◆ Exercise task
Copy the Type I ANOVA text between "## SSY (Total): 297711.3" and "(see Section 4).", inclusive, and swap "reduced model" for "restricted model".

◆ Text segment
──────────

2.3 Interpreting the Type I ANOVA Table

Let’s verify that the sequential sums of squares add up to the total model SS:

type1_ss <- anova_type1$`Sum Sq`
ssr_full <- sum(type1_ss[1:6])  # Model SS (sum of all predictor Type I SS)
sse_full <- type1_ss[7]          # Residual SS

cat("SSR (Model):", round(ssr_full, 2), "\n")

## SSR (Model): 46718.54

cat("SSE (Residual):", round(sse_full, 2), "\n")

## SSE (Residual): 250992.8

cat("SSY (Total):", round(ssr_full + sse_full, 2), "\n")

## SSY (Total): 297711.3

cat("R² = SSR/SSY =", round(ssr_full / (ssr_full + sse_full), 4), "\n")

## R² = SSR/SSY = 0.1569

Important note: The F-statistics and p-values reported by anova() divide each Type I SS by the MSE of the full model. For the partial F-test of the last variable entered, this is correct. But for partial F-tests of variables entered earlier using Type I SS, the proper MSE should come from the reduced model (see Section 4).

3. Type III Sums of Squares (Partial)

──────────

◆ Data provided
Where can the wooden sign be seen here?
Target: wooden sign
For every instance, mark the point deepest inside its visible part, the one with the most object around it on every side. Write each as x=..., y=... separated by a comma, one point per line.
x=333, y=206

──────────

◆ Finished task
## SSY (Total): 297711.3

cat("R² = SSR/SSY =", round(ssr_full / (ssr_full + sse_full), 4), "\n")

## R² = SSR/SSY = 0.1569

Important note: The F-statistics and p-values reported by anova() divide each Type I SS by the MSE of the full model. For the partial F-test of the last variable entered, this is correct. But for partial F-tests of variables entered earlier using Type I SS, the proper MSE should come from the restricted model (see Section 4).